[Start of DATA RECORDS]
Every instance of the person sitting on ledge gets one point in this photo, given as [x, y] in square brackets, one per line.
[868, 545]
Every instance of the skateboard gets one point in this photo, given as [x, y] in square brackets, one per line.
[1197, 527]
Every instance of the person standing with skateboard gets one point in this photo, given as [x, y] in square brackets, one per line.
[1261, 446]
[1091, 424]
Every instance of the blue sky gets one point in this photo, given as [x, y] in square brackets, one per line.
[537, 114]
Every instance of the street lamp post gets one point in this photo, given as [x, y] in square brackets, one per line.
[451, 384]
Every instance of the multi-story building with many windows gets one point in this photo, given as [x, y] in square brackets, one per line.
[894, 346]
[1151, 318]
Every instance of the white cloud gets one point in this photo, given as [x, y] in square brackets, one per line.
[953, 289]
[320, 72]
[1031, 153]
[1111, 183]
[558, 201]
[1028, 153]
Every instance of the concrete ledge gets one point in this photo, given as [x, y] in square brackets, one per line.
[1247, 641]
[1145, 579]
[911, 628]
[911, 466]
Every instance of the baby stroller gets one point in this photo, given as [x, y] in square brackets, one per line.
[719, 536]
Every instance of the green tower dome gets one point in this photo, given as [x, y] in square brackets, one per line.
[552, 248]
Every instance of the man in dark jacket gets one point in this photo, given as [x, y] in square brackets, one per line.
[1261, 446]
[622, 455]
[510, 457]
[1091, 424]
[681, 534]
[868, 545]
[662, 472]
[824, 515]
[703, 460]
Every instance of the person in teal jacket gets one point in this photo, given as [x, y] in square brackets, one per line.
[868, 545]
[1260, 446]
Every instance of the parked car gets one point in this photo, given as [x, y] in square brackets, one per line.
[End of DATA RECORDS]
__DIRECTIONS__: Reproduce every one of the records above verbatim, each on its own line and in the same order.

__TASK RESPONSE__:
Every instance of the person sitting on ledge gets one point in this photo, given as [x, y] in square brackets, one per line.
[868, 545]
Every instance of the skateboard gets one point in this photo, given as [x, y] in square brackets, one per line.
[1197, 527]
Every instance of the person standing with skateboard gets one point in this photo, given as [x, y] in square brackets, one per line.
[1261, 446]
[1091, 424]
Every instance of the blue sky gets one point in this photo, given as [x, y] in square brackets, one per line.
[537, 114]
Every instance of the street lamp post gets one point in this photo, given as [x, y] in square brackets, one per line.
[451, 384]
Every instance of the multi-story building with many windows gets one point in this photo, given as [x, y] in square brackets, one per line.
[894, 346]
[1151, 318]
Every instance of the white cloud gets one point in this photo, given as [x, y] in square brackets, one per line.
[953, 289]
[320, 72]
[1031, 153]
[1111, 183]
[558, 201]
[1028, 153]
Every instance of the concrete ledge gets one point in this photo, given as [x, y] in square brackets, one per line.
[1247, 641]
[1145, 579]
[911, 628]
[911, 466]
Every instance of the baby stroller gets one point in this photo, given as [x, y] in square brackets, one per line.
[719, 536]
Every instance of the green tower dome gets one point in this photo, given as [x, y] in square brackets, one per line.
[552, 248]
Every instance of the man in dark jacket gets one point in this photo, given as [x, y] in square brackets, one per line.
[1261, 446]
[622, 455]
[510, 457]
[1091, 424]
[681, 534]
[868, 545]
[662, 472]
[824, 515]
[703, 460]
Every instance of the person in teal jacket gets one point in this photo, given as [x, y] in square brackets, one per line.
[868, 545]
[1260, 446]
Every instance of the parked car gets one point in this photo, given as [x, y] in square brackets, one per line.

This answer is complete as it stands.